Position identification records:

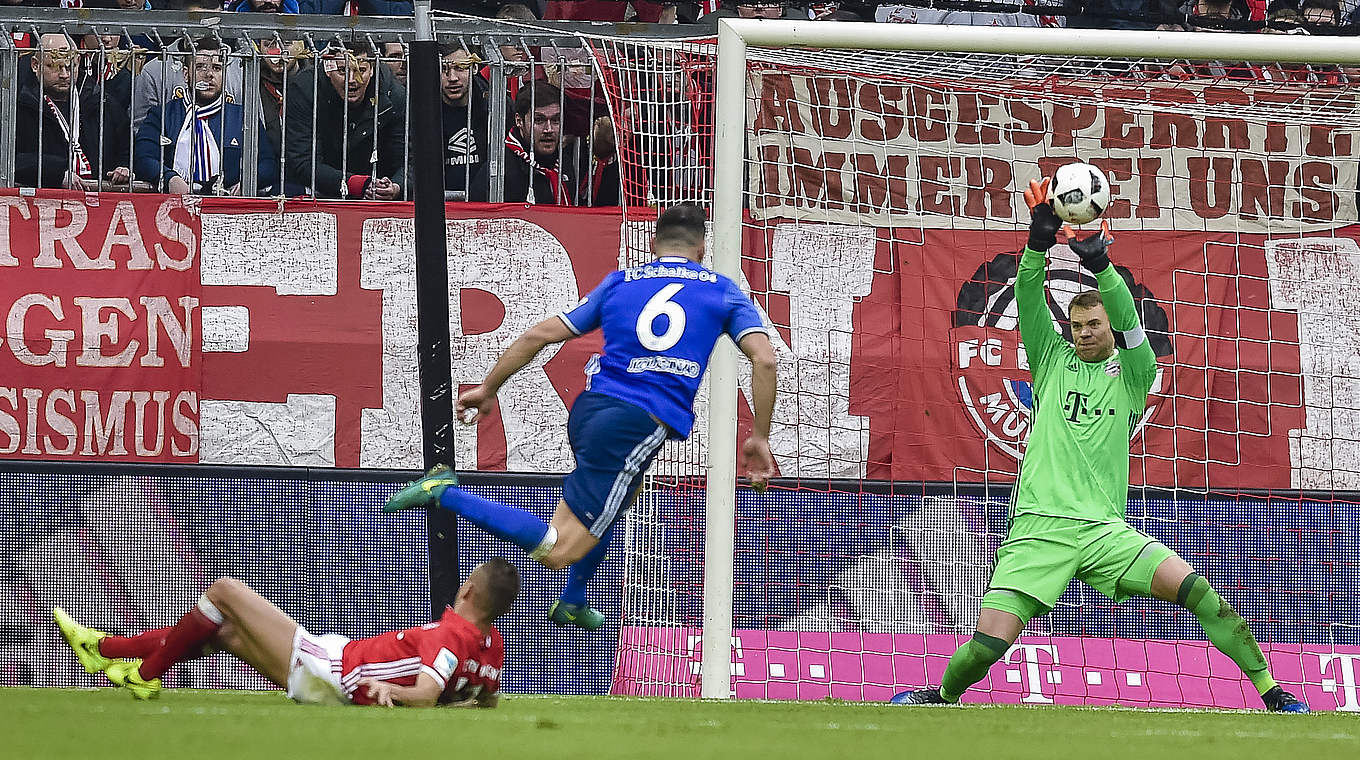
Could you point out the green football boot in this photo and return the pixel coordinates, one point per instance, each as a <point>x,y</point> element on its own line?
<point>562,615</point>
<point>85,642</point>
<point>124,673</point>
<point>423,492</point>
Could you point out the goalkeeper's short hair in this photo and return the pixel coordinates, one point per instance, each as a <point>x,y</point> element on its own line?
<point>682,225</point>
<point>1085,299</point>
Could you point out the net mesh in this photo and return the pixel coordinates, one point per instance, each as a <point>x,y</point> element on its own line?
<point>883,220</point>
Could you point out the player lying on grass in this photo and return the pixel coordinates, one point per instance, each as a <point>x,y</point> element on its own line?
<point>454,660</point>
<point>1068,505</point>
<point>660,325</point>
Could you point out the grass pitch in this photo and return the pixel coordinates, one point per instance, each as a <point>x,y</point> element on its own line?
<point>200,725</point>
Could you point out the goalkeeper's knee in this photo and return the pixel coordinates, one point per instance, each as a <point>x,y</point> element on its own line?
<point>1198,596</point>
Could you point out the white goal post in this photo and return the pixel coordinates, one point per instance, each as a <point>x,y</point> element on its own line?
<point>739,36</point>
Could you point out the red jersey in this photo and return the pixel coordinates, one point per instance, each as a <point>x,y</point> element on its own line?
<point>450,650</point>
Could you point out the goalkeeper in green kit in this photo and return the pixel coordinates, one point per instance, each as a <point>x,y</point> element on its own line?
<point>1069,501</point>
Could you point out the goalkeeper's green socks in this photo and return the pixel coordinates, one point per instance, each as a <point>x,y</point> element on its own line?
<point>1226,628</point>
<point>970,664</point>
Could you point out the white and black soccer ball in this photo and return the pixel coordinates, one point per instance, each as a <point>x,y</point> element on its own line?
<point>1079,193</point>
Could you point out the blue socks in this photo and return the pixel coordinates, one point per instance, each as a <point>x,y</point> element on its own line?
<point>521,528</point>
<point>584,570</point>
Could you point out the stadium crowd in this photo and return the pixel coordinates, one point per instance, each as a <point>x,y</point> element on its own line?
<point>131,112</point>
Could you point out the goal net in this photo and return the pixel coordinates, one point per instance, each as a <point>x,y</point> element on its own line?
<point>880,222</point>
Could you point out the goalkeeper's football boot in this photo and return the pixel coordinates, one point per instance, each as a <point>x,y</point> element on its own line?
<point>423,492</point>
<point>85,642</point>
<point>920,696</point>
<point>1280,700</point>
<point>562,615</point>
<point>124,673</point>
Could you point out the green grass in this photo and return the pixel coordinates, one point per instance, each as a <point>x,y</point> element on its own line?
<point>200,725</point>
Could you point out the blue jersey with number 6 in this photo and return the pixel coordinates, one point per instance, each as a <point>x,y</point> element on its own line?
<point>660,322</point>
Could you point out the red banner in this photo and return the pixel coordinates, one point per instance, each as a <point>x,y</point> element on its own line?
<point>101,355</point>
<point>899,352</point>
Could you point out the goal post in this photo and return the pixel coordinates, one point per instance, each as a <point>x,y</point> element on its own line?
<point>741,41</point>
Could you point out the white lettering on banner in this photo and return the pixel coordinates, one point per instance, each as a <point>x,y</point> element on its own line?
<point>124,231</point>
<point>391,435</point>
<point>823,268</point>
<point>531,273</point>
<point>95,422</point>
<point>10,204</point>
<point>297,433</point>
<point>226,329</point>
<point>293,253</point>
<point>1027,655</point>
<point>1311,276</point>
<point>839,150</point>
<point>875,594</point>
<point>102,331</point>
<point>1341,677</point>
<point>53,235</point>
<point>15,331</point>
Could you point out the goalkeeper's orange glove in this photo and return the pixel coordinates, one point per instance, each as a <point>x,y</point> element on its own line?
<point>1092,252</point>
<point>1043,222</point>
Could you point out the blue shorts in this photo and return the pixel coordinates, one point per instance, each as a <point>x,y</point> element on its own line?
<point>614,443</point>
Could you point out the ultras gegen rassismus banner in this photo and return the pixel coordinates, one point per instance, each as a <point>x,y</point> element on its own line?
<point>899,354</point>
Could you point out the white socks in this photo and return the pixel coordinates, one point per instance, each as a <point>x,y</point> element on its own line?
<point>210,609</point>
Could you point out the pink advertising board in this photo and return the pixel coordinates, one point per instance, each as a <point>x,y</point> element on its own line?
<point>1037,670</point>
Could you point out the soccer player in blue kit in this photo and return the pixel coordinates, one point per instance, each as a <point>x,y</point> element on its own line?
<point>660,321</point>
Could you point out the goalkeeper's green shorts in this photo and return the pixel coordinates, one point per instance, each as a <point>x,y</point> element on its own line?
<point>1042,554</point>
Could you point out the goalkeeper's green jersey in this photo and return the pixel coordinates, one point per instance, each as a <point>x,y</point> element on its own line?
<point>1076,464</point>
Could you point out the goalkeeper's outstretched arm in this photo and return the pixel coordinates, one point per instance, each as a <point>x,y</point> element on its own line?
<point>1037,329</point>
<point>1136,354</point>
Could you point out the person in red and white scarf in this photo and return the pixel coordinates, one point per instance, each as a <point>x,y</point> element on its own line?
<point>533,170</point>
<point>48,146</point>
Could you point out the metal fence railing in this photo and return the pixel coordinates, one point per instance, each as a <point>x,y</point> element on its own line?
<point>260,105</point>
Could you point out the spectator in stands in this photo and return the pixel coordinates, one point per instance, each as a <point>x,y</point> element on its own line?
<point>362,7</point>
<point>263,6</point>
<point>163,79</point>
<point>278,64</point>
<point>518,65</point>
<point>52,143</point>
<point>1215,15</point>
<point>989,15</point>
<point>197,148</point>
<point>755,10</point>
<point>646,11</point>
<point>106,104</point>
<point>395,57</point>
<point>1119,14</point>
<point>600,171</point>
<point>1323,16</point>
<point>355,144</point>
<point>533,171</point>
<point>465,116</point>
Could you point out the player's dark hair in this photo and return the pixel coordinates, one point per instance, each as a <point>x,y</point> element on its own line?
<point>680,226</point>
<point>1085,299</point>
<point>536,97</point>
<point>499,583</point>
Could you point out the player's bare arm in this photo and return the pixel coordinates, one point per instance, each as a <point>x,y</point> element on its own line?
<point>755,452</point>
<point>385,694</point>
<point>518,355</point>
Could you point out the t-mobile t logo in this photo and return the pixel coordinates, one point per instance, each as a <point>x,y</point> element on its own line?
<point>1341,677</point>
<point>1032,676</point>
<point>1075,404</point>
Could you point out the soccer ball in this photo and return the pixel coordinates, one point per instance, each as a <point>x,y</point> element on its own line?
<point>1080,193</point>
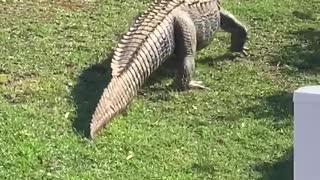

(AIM OF THE EXERCISE): Rewrite all the entries above, swapping "in this photo" for "in this image" and leaving everything else unchanged. Omit the pictures from your answer.

(ANSWER TO THE TASK):
Could you point out the green football boot in this image and return the pixel coordinates, one point per instance, each as a <point>x,y</point> element on its own line?
<point>562,615</point>
<point>85,642</point>
<point>124,673</point>
<point>423,492</point>
Could you point out the goalkeeper's short hair in this image and return the pixel coordinates, one point per instance, each as a <point>x,y</point> element on its own line?
<point>682,225</point>
<point>1085,299</point>
Could you point out the net mesh in this image and return the pixel coordinates, one point per instance, each as a <point>x,y</point> element on its own line?
<point>883,220</point>
Could you point out the player lying on grass in this image and return the pixel coordinates, one point per instance, each as a <point>x,y</point> element on its own line?
<point>454,660</point>
<point>1068,505</point>
<point>660,325</point>
Could you point out the grass pitch in this image and return the pixel coordinates, one point per instance, each as a <point>x,y</point> element on its own line?
<point>200,725</point>
Could you point out the goalkeeper's knee in this image and return the pixel coordinates, one point per instance, each as a <point>x,y</point> element on its own line?
<point>1198,596</point>
Could you point out the white goal post in this image and return the pixel coordinates, one point per instance, each as a <point>x,y</point> element on its own line?
<point>739,36</point>
Could you point out the red jersey in this image and return the pixel coordinates, one point per instance, each as a <point>x,y</point> element on its own line?
<point>450,650</point>
Could you point out the goalkeeper in green kit in this image and return the pixel coordinates, one point per instance, each as a <point>x,y</point> element on its own line?
<point>1069,501</point>
Could you point out the goalkeeper's green socks in this image and return the pixel coordinates, one point per instance, each as a <point>x,y</point> element on its own line?
<point>1226,628</point>
<point>970,664</point>
Could you point out the white and black soccer ball in this image and return the pixel coordinates, one point per instance, each as a <point>x,y</point> element on its own line?
<point>1079,193</point>
Could you point out the blue socks in this image and return the pixel coordinates, one point per instance, each as a <point>x,y</point> element on its own line?
<point>521,528</point>
<point>584,570</point>
Could you point out the stadium crowd in this image and return the pixel coordinates, one point per instance, each as a <point>x,y</point> element on its own line?
<point>131,112</point>
Could you point out the goal net in this image and return the pixel coordinates, one point per instance, each as a <point>x,y</point> element on its own line?
<point>880,222</point>
Could you point out the goalkeeper's football boot in this image and return the pixel coordinates, one point per instance, each as a <point>x,y</point> element on its own line?
<point>423,492</point>
<point>85,642</point>
<point>920,696</point>
<point>1280,700</point>
<point>562,615</point>
<point>124,673</point>
Could you point out the green grass in this image and return the pixel coordinates, one point per instance, each as a <point>x,y</point> element on its own line?
<point>200,725</point>
Could you point out the blue jersey with number 6 in this image and return the pixel coordinates, one point per instance, each as a <point>x,y</point> element on its own line?
<point>660,322</point>
Could you point out the red banner in this image and return the pixel coordinates, one point per instance, each as a <point>x,y</point> element on its own line?
<point>101,355</point>
<point>899,352</point>
Could you point out the goal post in this image and return the pixel coordinates, one point per instance, each as a <point>x,y</point> element on its own line?
<point>741,41</point>
Could you point out the white lettering on banner in this image and return the pixel coordinates, one point per instance, each as a <point>x,y</point> element on its own line?
<point>124,231</point>
<point>391,435</point>
<point>823,268</point>
<point>531,273</point>
<point>95,422</point>
<point>10,204</point>
<point>297,433</point>
<point>226,329</point>
<point>293,253</point>
<point>1027,655</point>
<point>1311,276</point>
<point>839,150</point>
<point>875,594</point>
<point>102,331</point>
<point>1341,677</point>
<point>53,235</point>
<point>15,331</point>
Could you point out the goalkeeper's orange glove in this image and return the pixel coordinates, one point per instance, each as a <point>x,y</point> element on its own line?
<point>1092,252</point>
<point>1043,222</point>
Could you point out the blue shorts in this image and return the pixel coordinates, one point per instance, each as a <point>x,y</point> element on its own line?
<point>614,443</point>
Could you point out the ultras gegen rassismus banner in this image and return the pixel coordinates, one point per instance, each as a <point>x,y</point> element on its own line?
<point>899,354</point>
Could you point out the white socks in this image and return the pixel coordinates, one point per instance, each as a <point>x,y</point> element on its own line?
<point>210,609</point>
Could you point out the pink advertising board in this image and return the pixel coordinates, one point per instance, each as a <point>x,y</point> element on its own line?
<point>1037,670</point>
Could you point out the soccer player in blue kit in this image and return the pixel coordinates, one point per instance, each as a <point>x,y</point> element on its own line?
<point>660,321</point>
Could you point out the goalkeeper's green shorts in this image and return the pixel coordinates, one point per instance, each as a <point>x,y</point> element on its own line?
<point>1042,554</point>
Could you point out the goalkeeper's green jersey in this image and return the pixel coordinates, one point per instance, each as a <point>x,y</point> element on its own line?
<point>1076,464</point>
Could you point out the goalkeeper's outstretched arm in this image and return the pixel coordinates, one point per instance, each as a <point>x,y</point> element on its own line?
<point>1037,329</point>
<point>1136,354</point>
Could you point out the person in red and white scarf in this image and return the pixel coordinates, one point per instance, each as a <point>x,y</point> element on its own line?
<point>533,170</point>
<point>48,146</point>
Could you point out the metal fence railing in this image and return the pixel coordinates, one point per instance, each as a <point>x,y</point> element on its own line?
<point>260,105</point>
Could you point out the spectator in stands in this image and return the pixel coordinates, one point per instance, each as a <point>x,y</point> element on its own line?
<point>362,7</point>
<point>263,6</point>
<point>163,79</point>
<point>278,64</point>
<point>518,65</point>
<point>52,143</point>
<point>1215,15</point>
<point>989,15</point>
<point>197,148</point>
<point>755,10</point>
<point>646,11</point>
<point>106,104</point>
<point>395,57</point>
<point>1119,14</point>
<point>600,171</point>
<point>1323,16</point>
<point>355,144</point>
<point>533,171</point>
<point>465,116</point>
Could you point out the player's dark hair in this image and return the pixel coordinates, one point per instance, each as a <point>x,y</point> element on its own line?
<point>680,226</point>
<point>1085,299</point>
<point>536,97</point>
<point>499,583</point>
Could you point out the player's bare arm in this image and return the pixel coordinates, one point per instance, each as a <point>x,y</point> element on its own line?
<point>755,452</point>
<point>385,694</point>
<point>518,355</point>
Could you point out the t-mobile t logo in this image and return the pixel coordinates, one point per instance, each as a <point>x,y</point> element on its own line?
<point>1341,677</point>
<point>1032,676</point>
<point>1075,404</point>
Could you point out the soccer ball in this image and return the pixel coordinates, one point per instance, each as a <point>x,y</point> element on its own line?
<point>1080,193</point>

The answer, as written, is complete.